» **Exercises**:
(a) Name each person the text on unpaid private school staff gives by name, along with the age it states for them.
(b) In the text on unpaid private school staff, rewrite the part starting at "SITAMARHI: Most low-budget" and ending at "an unprecedented crisis.", with "salaries" swapped for "wages".

SITAMARHI: Most low-budget private schools in this city haven’t paid salaries to their employees since the beginning of the pandemic, leaving them unsupported amidst an unprecedented crisis.

Media reports of a private play school principal in Patna selling milk at his village market, an English PhD scholar running a chicken shop, and a social science and education postgraduate working on his farmland in the wake of the pandemic reveal the gravity of the lockdowns’ impact on the livelihood of teachers.

The lockdowns have rendered millions of people jobless. Among the worst sufferers are employees of private educational institutions in rural and semirural India.

In the metro cities, top private schools have managed to collect fees from their students, most of whom belong to the affluent class. But contrary to the popular perception that private schools are run on high budgets, the fact is that of roughly 4.5 lakh private schools in the country employing some 82 lakh teaching and non-teaching staff, 80% are ‘low-fee’ schools that charge between Rs.500–2000 as fees.

Interviews with school teachers and management in this district near the Indo-Nepal border situated 135 km from Patna exposed the true suffering of private school staff.

Ram Niwas Pandey, 51, a gold medalist in chemistry taught science to students of class eight and nine at a private school here till February last year. He has not received any salary in the past year.

“The administration has not paid me a single paisa. All 22 teachers of the school were told we would be paid after the school reopened.” Pandey is surviving by borrowing money from relatives.

“The situation is pathetic. I have had to live out of my daughter’s government salary for seven months,” says Vinay Choudhary, 42, who taught English to class 10 students at the Bharti Ucchangal school for a salary of Rs.20,000 a month before the pandemic. In the four months since his school reopened, he has only been getting 40% of his salary.

“Most of the low-income private schools are going through a similar phase,” explains Mohammad Amjad Alam, 52, vice-principal of another low budget school, which had 700 pupils on the rolls till March last year. For two months he has survived on 60% of his salary. Despite these cuts, he says, “Our school management is unable to pay most of the employees any salary since the beginning of the pandemic.”

The majority of private schools in Sitamarhi if not Bihar are on the brink of closure. Only permanent employees of reputed schools like the Dayanand Anglo-Vedic (DAV) School and Delhi Public School chains get a full salary.

A regional-director level officer of the DAV managing committee in Patna, who wished to be unnamed, said the management is giving salary anyhow to the permanent staff across many schools in the districts of Bihar-Jharkhand, from institutional savings like fixed deposits.

But for teachers in low-budget private schools it is virtually the end of the road.

» **Source material**:

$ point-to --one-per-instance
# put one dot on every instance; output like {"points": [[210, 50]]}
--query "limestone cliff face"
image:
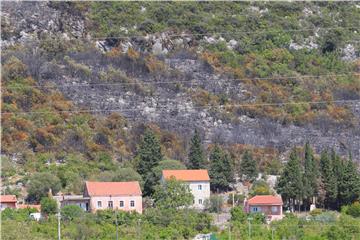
{"points": [[140, 96]]}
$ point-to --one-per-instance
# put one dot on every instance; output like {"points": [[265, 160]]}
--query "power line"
{"points": [[179, 81], [226, 33], [195, 107]]}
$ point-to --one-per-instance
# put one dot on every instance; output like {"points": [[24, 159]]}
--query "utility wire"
{"points": [[225, 33], [199, 107], [179, 81]]}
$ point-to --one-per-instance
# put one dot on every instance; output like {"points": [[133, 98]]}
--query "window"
{"points": [[255, 209], [274, 209]]}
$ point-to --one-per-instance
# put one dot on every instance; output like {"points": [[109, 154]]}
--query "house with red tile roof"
{"points": [[269, 205], [8, 201], [198, 180], [126, 196]]}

» **Activity answers**:
(a)
Ram Niwas Pandey, 51
Vinay Choudhary, 42
Mohammad Amjad Alam, 52

(b)
SITAMARHI: Most low-budget private schools in this city haven’t paid wages to their employees since the beginning of the pandemic, leaving them unsupported amidst an unprecedented crisis.